#### TASK TO CARRY OUT
Your output should be one number, which is how many lines in the material contain "below".

#### RECORDS SUPPLIED
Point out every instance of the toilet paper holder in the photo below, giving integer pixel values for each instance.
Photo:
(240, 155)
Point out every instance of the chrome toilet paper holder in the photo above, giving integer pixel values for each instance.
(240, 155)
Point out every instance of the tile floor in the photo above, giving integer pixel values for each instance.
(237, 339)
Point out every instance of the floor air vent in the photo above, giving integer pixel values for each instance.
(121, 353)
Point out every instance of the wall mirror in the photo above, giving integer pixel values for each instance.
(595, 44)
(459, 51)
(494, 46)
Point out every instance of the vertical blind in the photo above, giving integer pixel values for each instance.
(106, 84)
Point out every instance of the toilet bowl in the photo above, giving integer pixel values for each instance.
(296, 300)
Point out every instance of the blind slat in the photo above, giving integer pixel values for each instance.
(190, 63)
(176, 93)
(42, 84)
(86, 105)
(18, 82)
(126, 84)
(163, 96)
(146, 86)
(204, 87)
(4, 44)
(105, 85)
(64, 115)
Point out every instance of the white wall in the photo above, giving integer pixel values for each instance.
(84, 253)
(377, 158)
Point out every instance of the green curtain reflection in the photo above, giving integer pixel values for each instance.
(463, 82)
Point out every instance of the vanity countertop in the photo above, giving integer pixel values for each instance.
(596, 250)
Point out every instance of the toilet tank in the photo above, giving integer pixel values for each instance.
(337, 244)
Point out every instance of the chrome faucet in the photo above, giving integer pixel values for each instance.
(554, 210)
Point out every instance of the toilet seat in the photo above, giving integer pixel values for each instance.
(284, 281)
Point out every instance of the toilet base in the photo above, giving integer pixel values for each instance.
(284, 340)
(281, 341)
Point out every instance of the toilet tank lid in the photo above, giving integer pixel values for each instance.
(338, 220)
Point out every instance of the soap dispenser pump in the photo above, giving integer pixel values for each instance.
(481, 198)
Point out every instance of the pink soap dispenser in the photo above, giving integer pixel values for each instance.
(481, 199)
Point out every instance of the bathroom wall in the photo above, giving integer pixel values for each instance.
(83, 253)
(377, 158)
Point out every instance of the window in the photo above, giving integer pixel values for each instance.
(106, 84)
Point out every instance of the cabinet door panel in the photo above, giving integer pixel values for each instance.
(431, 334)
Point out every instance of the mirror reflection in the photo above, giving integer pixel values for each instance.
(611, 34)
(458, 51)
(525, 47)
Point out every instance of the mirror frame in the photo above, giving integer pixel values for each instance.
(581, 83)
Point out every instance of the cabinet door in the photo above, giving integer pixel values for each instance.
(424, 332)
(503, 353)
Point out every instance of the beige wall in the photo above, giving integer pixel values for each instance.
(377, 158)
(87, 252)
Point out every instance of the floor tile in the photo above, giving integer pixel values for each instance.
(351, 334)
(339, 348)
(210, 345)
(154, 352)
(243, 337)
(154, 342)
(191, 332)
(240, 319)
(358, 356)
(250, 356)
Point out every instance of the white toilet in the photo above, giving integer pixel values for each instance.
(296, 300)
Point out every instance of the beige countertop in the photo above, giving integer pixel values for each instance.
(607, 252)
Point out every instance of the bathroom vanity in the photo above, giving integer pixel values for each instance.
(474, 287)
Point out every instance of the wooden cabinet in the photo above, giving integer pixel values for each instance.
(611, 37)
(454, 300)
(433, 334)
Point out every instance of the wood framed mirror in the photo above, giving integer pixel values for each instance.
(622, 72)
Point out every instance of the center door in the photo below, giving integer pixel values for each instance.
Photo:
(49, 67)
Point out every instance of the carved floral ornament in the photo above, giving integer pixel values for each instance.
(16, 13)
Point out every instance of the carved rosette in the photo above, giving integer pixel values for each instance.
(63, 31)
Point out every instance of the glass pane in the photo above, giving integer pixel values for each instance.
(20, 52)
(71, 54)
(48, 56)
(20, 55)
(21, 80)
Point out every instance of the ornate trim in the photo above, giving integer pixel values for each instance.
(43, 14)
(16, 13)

#### TASK RESPONSE
2